▶ [WORK REQUIRED]: Using the records below, output the stretch that opens with the line containing "Target: green tree" and closes with the line containing "Annotation guideline: for every instance of the crenellated", exactly and including both lines, with nothing more.

[Stored data entries]
*** Block opens ***
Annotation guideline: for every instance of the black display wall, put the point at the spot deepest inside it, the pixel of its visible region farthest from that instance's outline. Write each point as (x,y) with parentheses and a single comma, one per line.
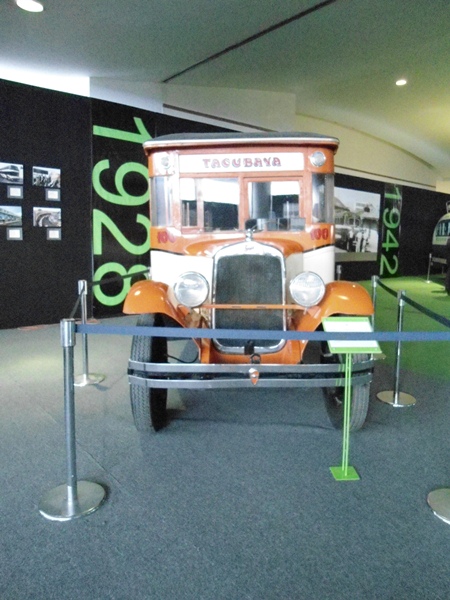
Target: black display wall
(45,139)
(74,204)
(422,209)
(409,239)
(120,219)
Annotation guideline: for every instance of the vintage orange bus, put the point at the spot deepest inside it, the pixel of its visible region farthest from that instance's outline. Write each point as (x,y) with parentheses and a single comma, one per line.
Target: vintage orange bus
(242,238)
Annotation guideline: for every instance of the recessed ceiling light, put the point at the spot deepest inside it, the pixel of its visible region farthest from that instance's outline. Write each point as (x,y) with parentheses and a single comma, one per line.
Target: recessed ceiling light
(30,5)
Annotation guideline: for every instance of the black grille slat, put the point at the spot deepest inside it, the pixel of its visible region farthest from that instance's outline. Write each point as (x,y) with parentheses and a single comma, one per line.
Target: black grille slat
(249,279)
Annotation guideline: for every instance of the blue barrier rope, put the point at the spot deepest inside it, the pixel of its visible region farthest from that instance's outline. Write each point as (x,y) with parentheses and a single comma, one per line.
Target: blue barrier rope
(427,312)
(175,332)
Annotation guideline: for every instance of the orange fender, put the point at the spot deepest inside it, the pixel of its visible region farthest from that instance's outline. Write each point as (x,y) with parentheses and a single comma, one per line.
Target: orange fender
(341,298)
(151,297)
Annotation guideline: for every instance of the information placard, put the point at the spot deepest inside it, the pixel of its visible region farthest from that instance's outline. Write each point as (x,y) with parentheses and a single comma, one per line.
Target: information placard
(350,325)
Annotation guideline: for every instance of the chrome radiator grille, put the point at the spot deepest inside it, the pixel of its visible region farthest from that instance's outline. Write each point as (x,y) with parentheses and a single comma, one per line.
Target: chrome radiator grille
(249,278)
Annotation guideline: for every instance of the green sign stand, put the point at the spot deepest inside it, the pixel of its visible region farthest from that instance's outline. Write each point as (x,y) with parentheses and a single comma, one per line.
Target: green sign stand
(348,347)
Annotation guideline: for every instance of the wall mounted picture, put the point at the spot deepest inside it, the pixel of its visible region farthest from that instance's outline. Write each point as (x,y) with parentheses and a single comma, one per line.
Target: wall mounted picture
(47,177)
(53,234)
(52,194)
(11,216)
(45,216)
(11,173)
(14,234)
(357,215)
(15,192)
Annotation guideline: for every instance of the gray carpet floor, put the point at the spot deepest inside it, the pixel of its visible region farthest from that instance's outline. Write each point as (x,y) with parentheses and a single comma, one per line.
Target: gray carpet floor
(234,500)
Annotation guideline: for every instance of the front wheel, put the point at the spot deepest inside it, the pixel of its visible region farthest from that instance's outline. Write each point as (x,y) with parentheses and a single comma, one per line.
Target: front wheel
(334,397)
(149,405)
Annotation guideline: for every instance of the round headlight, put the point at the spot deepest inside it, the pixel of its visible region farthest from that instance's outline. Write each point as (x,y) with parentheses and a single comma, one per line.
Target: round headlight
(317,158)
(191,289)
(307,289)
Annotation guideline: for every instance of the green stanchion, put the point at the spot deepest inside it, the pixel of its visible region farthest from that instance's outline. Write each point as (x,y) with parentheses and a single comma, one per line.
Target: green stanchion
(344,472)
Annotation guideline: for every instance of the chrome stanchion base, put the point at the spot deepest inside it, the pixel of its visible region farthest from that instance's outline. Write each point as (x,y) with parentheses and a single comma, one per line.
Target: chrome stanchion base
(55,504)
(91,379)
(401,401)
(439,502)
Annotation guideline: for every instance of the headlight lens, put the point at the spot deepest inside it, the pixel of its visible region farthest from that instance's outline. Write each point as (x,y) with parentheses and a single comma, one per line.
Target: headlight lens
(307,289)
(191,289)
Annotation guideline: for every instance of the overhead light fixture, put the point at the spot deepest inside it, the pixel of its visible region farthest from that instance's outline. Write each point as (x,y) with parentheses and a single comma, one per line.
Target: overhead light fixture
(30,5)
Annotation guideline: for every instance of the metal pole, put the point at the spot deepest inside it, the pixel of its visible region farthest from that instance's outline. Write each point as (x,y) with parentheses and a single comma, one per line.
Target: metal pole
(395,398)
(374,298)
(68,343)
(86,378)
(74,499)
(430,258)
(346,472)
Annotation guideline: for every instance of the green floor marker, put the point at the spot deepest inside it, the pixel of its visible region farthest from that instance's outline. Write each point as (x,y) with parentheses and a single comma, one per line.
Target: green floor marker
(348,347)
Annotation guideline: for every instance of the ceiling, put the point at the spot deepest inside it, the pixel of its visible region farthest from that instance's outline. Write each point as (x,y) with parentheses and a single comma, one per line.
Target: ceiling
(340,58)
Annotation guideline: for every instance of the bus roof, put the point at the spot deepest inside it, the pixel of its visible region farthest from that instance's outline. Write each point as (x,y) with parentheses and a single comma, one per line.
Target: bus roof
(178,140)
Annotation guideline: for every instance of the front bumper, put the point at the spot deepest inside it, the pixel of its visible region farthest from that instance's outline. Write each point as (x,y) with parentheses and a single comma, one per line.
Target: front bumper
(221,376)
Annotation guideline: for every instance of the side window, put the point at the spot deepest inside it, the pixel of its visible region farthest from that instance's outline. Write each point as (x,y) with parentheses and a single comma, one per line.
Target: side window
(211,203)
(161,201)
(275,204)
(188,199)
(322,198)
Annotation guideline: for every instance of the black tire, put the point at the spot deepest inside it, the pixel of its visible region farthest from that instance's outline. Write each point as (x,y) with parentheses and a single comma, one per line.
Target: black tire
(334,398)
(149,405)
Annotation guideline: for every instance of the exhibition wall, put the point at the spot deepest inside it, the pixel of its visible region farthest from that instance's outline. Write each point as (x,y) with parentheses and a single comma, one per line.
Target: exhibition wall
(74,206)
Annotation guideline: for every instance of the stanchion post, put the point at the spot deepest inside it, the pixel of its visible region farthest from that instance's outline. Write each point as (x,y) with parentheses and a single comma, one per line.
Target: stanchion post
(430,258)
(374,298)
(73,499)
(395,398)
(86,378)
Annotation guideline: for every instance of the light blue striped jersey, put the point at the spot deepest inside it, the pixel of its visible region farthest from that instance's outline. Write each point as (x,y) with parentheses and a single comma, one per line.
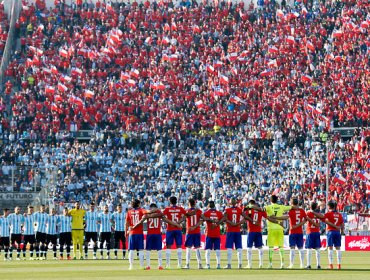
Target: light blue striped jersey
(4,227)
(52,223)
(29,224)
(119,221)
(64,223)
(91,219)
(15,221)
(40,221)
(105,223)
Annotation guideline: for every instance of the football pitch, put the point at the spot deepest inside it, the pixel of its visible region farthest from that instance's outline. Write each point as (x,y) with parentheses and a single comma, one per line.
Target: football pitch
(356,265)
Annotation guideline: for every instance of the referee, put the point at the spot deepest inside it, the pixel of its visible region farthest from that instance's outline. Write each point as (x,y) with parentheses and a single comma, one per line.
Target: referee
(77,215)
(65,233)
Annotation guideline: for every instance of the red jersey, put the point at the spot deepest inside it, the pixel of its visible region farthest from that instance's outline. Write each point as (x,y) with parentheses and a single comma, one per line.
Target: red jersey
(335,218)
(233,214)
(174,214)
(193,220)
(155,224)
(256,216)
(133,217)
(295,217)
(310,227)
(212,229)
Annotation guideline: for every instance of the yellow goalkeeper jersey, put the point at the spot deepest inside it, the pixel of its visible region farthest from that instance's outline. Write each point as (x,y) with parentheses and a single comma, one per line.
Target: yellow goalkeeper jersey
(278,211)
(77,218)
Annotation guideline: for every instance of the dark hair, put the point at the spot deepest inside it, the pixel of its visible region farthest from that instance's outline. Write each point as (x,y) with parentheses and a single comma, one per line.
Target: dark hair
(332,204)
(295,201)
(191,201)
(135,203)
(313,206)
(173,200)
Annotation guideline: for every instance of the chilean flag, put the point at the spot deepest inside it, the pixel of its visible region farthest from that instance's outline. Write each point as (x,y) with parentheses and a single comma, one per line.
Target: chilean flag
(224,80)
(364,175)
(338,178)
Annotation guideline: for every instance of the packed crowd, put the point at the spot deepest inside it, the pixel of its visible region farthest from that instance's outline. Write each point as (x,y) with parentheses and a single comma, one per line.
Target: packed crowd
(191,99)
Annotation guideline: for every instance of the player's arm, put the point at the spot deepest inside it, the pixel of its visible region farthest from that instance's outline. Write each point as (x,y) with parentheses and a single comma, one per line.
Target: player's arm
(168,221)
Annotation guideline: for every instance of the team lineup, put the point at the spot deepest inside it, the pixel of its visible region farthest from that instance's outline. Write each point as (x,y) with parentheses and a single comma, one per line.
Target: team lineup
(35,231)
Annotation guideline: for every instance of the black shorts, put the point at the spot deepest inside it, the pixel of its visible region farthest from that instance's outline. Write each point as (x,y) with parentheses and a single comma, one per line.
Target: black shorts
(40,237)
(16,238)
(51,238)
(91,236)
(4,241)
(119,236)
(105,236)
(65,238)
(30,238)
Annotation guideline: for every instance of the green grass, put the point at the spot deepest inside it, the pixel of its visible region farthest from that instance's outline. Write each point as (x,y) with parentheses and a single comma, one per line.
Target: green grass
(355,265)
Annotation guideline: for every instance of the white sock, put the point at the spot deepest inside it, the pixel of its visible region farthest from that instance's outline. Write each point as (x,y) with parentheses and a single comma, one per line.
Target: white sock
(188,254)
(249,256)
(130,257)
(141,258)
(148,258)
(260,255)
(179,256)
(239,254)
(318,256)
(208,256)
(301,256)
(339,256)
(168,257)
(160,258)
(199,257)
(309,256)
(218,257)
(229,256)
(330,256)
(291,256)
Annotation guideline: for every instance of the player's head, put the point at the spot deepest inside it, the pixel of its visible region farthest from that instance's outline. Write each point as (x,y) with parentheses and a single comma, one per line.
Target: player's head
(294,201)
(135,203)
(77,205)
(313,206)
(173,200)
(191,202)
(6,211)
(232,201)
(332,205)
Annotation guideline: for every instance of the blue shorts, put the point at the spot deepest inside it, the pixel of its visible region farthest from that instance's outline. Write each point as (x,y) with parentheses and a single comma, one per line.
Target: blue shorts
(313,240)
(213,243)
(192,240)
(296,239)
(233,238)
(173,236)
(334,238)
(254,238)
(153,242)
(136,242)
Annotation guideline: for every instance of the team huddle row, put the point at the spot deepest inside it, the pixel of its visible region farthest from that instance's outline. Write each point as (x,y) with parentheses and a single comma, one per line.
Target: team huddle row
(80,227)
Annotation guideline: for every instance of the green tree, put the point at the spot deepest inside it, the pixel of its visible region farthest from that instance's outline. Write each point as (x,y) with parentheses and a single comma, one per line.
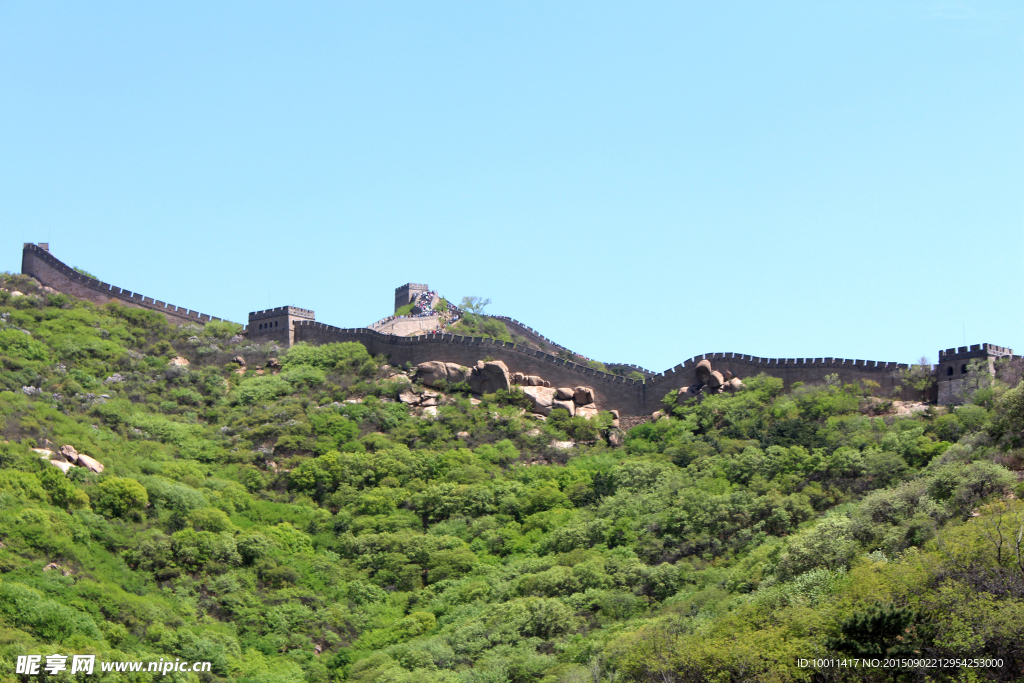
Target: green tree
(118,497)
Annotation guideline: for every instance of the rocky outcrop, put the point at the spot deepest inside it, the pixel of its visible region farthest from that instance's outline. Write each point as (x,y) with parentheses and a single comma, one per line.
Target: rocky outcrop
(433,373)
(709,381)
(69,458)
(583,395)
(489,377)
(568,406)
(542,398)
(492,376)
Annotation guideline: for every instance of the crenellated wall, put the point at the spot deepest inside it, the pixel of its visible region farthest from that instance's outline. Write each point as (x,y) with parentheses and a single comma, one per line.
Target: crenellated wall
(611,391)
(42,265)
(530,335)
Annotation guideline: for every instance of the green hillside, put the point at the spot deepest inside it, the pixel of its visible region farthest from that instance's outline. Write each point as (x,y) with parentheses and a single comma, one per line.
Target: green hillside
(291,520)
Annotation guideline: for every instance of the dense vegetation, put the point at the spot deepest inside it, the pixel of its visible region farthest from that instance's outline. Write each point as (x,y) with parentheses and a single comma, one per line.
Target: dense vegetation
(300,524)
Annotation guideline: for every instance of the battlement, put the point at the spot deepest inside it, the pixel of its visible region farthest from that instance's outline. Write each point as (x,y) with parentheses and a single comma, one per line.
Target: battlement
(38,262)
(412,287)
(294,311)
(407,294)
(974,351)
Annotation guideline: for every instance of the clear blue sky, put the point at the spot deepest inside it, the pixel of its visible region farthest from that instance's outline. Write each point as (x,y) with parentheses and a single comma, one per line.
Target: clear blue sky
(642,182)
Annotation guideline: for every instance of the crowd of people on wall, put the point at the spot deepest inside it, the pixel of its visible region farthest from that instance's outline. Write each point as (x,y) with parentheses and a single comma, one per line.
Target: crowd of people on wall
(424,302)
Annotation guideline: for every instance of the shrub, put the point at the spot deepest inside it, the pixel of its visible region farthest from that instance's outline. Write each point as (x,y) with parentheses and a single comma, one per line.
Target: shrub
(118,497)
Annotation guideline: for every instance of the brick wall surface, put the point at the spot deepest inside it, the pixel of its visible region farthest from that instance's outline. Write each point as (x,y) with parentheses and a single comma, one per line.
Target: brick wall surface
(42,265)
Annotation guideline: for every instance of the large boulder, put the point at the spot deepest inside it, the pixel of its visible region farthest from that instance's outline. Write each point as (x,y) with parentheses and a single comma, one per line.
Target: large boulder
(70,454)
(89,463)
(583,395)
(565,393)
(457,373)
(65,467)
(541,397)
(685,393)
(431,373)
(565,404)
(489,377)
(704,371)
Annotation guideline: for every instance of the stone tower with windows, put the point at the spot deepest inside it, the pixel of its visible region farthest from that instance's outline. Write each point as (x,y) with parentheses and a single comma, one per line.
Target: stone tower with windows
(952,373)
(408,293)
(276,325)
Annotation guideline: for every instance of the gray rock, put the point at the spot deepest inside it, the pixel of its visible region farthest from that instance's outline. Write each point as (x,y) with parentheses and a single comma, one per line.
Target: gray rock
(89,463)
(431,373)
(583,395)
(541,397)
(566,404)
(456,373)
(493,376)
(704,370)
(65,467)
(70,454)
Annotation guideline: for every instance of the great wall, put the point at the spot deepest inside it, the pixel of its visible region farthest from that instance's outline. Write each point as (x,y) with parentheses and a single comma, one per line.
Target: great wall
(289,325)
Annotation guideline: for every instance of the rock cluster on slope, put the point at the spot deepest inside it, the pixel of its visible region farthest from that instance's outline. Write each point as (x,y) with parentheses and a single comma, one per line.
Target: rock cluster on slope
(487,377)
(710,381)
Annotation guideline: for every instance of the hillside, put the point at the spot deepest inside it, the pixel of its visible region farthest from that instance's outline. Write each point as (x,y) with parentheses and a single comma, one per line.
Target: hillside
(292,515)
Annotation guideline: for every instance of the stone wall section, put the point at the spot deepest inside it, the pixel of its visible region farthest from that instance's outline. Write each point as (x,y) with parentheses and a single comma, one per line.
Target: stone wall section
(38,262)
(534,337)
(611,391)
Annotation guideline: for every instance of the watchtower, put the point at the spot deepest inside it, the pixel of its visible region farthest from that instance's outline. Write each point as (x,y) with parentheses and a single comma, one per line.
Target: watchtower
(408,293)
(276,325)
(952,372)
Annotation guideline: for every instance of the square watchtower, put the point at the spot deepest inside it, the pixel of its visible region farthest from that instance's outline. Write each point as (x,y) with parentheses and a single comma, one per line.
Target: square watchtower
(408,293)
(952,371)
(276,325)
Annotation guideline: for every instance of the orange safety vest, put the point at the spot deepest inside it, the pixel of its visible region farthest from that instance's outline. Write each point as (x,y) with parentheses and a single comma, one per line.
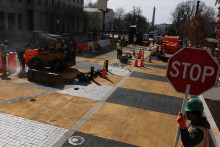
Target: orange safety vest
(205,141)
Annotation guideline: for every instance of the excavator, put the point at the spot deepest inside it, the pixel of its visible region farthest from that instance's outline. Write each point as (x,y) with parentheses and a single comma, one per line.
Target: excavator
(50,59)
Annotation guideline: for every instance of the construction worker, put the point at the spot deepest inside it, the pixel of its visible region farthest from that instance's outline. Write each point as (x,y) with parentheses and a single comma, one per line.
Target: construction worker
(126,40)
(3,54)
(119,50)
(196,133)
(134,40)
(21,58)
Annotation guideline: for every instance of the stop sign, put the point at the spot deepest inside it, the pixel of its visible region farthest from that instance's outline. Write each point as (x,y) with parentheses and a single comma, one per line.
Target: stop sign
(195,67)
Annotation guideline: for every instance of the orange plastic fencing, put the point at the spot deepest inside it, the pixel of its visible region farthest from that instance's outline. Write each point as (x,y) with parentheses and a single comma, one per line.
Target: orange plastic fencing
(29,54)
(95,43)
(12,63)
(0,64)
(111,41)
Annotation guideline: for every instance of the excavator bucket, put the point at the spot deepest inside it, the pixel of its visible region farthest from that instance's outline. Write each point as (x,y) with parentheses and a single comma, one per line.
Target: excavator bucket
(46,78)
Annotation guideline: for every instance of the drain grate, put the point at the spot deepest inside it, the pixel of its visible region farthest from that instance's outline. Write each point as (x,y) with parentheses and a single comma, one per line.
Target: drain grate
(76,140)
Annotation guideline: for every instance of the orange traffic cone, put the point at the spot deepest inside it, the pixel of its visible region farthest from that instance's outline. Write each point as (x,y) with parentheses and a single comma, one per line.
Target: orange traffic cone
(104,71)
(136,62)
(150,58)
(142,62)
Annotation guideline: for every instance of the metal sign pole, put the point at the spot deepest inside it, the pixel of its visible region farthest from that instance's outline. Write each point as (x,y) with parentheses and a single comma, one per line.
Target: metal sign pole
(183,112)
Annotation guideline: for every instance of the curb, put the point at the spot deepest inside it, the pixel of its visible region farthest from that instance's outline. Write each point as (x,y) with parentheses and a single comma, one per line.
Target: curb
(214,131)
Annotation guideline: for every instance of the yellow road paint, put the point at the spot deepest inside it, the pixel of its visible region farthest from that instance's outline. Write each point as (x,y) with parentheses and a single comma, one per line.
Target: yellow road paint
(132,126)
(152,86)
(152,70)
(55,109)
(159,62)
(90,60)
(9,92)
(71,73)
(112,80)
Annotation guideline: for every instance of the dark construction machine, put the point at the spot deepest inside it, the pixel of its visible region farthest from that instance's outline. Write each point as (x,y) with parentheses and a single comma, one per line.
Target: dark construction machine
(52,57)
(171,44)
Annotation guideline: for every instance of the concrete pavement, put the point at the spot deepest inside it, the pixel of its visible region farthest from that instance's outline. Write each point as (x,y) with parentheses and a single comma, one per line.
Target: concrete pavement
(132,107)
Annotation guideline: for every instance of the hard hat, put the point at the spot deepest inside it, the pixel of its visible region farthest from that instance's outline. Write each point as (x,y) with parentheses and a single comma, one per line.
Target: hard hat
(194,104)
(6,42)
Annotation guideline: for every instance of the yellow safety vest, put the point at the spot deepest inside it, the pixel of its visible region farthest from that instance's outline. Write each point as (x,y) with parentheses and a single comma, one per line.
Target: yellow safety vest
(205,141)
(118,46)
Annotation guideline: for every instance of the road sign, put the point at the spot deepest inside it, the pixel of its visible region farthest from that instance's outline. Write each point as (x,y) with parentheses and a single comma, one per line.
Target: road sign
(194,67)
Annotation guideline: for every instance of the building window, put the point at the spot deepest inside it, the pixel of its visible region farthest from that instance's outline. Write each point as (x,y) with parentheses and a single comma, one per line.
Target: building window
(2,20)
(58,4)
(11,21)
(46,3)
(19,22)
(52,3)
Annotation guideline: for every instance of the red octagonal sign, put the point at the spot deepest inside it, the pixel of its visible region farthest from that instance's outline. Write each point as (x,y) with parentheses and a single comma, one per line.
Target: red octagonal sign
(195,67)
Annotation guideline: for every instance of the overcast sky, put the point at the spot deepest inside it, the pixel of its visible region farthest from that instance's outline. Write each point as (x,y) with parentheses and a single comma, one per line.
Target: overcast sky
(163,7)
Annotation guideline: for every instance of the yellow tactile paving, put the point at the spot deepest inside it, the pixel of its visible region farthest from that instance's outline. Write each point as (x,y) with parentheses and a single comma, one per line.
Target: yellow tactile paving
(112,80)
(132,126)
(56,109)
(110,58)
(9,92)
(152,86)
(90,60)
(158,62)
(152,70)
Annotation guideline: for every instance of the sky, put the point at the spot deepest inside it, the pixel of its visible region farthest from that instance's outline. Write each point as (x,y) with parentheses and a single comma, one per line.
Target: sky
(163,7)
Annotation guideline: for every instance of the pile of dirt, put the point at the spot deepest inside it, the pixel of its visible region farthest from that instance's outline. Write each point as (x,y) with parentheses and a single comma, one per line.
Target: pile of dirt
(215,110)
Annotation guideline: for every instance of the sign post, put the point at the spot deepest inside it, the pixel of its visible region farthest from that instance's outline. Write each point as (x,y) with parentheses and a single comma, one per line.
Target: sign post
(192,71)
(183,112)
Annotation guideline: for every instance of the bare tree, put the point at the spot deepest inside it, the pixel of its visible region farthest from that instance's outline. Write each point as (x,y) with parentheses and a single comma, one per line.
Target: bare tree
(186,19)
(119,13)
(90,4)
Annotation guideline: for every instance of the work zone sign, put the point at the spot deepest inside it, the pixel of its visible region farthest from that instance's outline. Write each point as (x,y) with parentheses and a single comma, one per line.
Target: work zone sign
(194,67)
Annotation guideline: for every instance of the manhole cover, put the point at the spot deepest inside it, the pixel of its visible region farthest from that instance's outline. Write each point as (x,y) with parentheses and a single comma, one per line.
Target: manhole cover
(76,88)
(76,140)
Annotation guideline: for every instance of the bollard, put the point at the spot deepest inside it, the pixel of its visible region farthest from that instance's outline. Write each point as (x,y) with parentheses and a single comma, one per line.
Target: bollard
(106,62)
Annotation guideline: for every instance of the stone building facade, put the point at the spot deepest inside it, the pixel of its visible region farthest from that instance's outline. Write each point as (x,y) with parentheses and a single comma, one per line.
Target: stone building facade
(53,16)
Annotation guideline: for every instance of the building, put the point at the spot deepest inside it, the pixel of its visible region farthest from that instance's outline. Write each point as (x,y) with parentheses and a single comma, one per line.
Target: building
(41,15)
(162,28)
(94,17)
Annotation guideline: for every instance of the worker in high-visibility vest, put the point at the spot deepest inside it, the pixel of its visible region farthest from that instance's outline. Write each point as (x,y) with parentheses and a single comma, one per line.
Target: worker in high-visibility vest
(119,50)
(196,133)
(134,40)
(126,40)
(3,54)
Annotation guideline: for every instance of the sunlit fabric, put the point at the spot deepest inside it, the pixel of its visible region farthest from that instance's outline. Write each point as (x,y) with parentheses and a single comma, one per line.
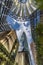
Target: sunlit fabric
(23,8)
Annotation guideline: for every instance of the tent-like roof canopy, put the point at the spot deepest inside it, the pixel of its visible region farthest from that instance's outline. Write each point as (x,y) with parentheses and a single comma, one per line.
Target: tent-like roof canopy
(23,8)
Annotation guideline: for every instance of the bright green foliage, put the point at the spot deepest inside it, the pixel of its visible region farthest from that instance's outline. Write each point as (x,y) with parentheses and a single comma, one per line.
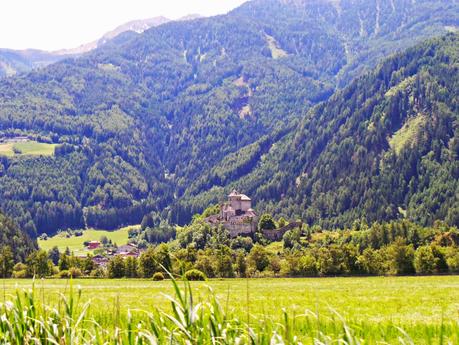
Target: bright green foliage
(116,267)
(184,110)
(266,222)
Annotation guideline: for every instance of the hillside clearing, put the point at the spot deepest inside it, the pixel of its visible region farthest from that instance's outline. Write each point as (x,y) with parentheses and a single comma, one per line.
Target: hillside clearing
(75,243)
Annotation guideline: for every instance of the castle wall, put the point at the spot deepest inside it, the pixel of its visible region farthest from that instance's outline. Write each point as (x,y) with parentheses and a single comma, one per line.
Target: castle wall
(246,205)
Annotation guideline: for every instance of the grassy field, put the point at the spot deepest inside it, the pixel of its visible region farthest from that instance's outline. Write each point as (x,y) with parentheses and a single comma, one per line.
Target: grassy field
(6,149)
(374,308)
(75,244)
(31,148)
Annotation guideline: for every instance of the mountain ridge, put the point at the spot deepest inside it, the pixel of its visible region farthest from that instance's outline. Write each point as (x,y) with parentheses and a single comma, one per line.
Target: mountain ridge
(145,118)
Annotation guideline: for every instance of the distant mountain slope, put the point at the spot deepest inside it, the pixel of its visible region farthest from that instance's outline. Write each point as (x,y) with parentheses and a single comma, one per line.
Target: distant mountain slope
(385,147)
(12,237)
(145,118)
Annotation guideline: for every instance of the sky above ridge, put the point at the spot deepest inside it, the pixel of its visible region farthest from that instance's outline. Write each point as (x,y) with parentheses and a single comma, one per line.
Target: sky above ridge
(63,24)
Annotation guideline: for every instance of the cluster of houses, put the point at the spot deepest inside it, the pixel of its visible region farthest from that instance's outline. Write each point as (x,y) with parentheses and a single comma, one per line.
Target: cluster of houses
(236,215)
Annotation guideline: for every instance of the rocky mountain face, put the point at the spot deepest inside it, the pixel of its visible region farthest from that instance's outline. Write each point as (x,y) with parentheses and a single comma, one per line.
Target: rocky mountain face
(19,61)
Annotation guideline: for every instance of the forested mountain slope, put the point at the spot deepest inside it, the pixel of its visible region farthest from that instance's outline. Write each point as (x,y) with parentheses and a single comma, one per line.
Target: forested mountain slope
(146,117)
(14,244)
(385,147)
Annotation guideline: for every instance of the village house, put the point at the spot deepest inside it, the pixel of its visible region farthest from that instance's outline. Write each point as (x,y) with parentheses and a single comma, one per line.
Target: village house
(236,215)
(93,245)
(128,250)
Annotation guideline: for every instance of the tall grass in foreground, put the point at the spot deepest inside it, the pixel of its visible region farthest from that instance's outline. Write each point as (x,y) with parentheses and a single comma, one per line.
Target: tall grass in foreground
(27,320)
*** Block closes ***
▶ [COMPLETED EXERCISE]:
Target: green tree
(118,497)
Annotation guideline: for every instance of the rocky outcrop, put the point at the spot deepest inside it, the pixel of its visible region farthest from that instance's outline. Write each point as (x,y) with parentheses and a single comma, one per line.
Target: rocky outcrop
(433,373)
(709,381)
(69,458)
(583,395)
(489,377)
(568,406)
(542,398)
(492,376)
Annotation guideline: for every instance of the crenellated wall, put the point at the spot deepest inside it, the pixel of its visible region farthest from that instance's outline. Write each point as (x,y) with parentheses and a single comma, one per line.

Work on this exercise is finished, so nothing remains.